══ ENTRIES ══

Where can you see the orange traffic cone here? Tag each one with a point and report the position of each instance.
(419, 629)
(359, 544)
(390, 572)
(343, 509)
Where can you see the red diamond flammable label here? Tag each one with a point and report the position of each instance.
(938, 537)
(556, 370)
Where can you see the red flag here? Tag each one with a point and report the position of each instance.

═══

# [WHAT YOU NEED TO DO]
Could you write out every line of the entries above again, requests included, offsetting each coordinate in the answers by -112?

# [WRITTEN RESPONSE]
Where can you see the orange traffic cone here? Tag each one with a point and report the position of each instance.
(307, 517)
(247, 432)
(278, 460)
(231, 397)
Where can you see the red diamond flammable label here? Tag each one with a point and report the position of each instance.
(826, 425)
(444, 258)
Where can you see the red flag here? Tag each one with a point and report the position of each instance.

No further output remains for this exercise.